• **Exercises to complete**:
• A. In the Steve Jobs post, rewrite the passage between "One aspect of" and "a mature phase.", inclusive, changing "growth phase" to "expansion phase".
• B. Do these statements agree with the Steve Jobs post? For each, answer yes or no and quote the deciding words. (i) The category life cycle is a model from the Boston Consulting Group. (ii) Apple's PC business is in the growth phase. (iii) The model divides categories into five stages.
• C. According to the Steve Jobs post, what does competing in the growth phase of the category lifecycle demand?

• **Excerpted passage**:

"""

Wednesday, October 26, 2011

Steve Jobs – The Real Lesson of Managing Growth


Much has been written about Steve Jobs; certainly, the release of his biography will have people talking for a long time about the person. Readers will want to catch a glimpse into Jobs’ inner qualities, looking for those transferable and teachable lessons of how he successfully led the world into a more modern digital age.

One aspect of the Apple success story and Steve Jobs is rooted in the category life cycle approach to product management. It is a simple lesson that can be followed by any company competing in the growth phase of a category lifecycle. Steve Jobs happened to be a master at the simple approach. image

The category life cycle is a Boston Consulting Group model that divides categories into stages (intro, growth, maturity, decline). The model gives guidance to how a business should build a participation strategy that can win in each stage. Apple competes in categories that are in the growth phase, of course, with the exception of its PC business which is in a mature phase.

Lessons of Winning in the Growth Phase

1. Continuous innovation to replace existing products. Competing in the growth phase of the category lifecycle demands distinct, ownable differentiation that makes its own or other products obsolete.

"""

• **Data lines**:

"""

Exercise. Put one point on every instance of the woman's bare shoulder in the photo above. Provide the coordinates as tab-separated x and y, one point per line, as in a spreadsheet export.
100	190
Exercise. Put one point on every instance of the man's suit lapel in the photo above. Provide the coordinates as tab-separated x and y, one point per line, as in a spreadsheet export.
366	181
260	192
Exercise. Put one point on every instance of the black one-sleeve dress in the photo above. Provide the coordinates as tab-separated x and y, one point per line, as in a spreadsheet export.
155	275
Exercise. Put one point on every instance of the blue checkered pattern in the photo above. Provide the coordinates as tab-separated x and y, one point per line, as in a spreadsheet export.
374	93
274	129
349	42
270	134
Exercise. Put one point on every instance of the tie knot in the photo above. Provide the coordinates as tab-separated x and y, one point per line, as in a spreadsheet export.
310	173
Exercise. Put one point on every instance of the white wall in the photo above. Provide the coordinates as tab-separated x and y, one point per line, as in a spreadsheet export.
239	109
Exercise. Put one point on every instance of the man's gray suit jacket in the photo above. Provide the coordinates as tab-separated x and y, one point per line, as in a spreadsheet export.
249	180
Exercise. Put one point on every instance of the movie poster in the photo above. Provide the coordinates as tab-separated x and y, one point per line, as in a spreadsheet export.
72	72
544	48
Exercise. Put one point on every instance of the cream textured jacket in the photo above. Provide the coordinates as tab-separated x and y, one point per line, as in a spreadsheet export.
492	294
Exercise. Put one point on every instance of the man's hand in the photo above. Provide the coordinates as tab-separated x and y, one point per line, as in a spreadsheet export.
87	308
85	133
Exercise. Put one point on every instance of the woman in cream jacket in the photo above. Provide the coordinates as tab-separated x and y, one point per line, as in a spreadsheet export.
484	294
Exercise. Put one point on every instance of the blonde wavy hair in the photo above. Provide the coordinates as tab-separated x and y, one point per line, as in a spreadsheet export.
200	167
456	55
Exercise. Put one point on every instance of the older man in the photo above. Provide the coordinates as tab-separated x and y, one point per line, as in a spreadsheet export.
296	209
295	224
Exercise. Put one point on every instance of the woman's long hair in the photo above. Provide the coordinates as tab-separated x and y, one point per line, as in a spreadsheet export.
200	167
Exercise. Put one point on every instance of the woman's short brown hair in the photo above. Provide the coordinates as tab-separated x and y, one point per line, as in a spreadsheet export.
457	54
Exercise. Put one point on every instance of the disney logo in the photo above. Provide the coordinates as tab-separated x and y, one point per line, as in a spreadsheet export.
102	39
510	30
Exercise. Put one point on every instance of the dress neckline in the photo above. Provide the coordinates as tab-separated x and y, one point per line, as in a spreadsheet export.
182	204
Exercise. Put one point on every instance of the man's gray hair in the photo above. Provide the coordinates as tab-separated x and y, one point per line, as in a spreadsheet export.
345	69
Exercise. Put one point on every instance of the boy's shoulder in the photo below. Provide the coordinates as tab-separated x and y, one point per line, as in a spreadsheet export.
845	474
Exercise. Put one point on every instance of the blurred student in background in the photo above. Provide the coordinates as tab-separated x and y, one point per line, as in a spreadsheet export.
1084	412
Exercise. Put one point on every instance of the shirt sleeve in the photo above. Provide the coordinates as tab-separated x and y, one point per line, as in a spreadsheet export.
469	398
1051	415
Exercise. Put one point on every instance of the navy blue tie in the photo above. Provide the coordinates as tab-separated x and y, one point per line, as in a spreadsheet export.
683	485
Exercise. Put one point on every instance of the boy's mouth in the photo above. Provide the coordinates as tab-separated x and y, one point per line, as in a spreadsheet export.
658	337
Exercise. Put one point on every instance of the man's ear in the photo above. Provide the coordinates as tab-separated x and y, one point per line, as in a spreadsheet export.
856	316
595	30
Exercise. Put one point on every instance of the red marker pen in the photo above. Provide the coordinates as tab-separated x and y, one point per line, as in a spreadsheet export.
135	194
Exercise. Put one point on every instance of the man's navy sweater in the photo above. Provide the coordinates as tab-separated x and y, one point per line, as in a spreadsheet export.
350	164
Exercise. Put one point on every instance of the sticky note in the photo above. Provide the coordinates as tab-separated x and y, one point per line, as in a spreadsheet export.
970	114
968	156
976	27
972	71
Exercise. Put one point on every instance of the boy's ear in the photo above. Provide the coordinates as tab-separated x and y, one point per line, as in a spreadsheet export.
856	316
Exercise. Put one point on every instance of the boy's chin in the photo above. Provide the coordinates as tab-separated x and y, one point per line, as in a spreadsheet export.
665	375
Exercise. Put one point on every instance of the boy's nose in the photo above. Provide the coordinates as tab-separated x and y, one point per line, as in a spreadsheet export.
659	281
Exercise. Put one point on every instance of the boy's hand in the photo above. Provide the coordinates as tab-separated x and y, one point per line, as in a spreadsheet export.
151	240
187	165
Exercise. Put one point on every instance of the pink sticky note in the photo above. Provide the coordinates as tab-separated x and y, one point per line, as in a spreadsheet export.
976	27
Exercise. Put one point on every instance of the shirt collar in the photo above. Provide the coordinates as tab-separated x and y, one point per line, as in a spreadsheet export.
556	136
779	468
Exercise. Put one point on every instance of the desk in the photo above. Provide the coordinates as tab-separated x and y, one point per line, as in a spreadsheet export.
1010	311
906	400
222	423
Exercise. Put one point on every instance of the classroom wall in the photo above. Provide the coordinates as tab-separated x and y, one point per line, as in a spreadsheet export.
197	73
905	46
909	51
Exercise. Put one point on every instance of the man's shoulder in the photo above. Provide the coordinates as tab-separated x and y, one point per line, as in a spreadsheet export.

"""

• **Answers to the exercises**:
• A.
One aspect of the Apple success story and Steve Jobs is rooted in the category life cycle approach to product management. It is a simple lesson that can be followed by any company competing in the expansion phase of a category lifecycle. Steve Jobs happened to be a master at the simple approach. image

The category life cycle is a Boston Consulting Group model that divides categories into stages (intro, growth, maturity, decline). The model gives guidance to how a business should build a participation strategy that can win in each stage. Apple competes in categories that are in the expansion phase, of course, with the exception of its PC business which is in a mature phase.

• B.
(i) Yes: "The category life cycle is a Boston Consulting Group model"
(ii) No: "with the exception of its PC business which is in a mature phase"
(iii) No: "divides categories into stages (intro, growth, maturity, decline)"

• C. Distinct, ownable differentiation that makes its own or other products obsolete.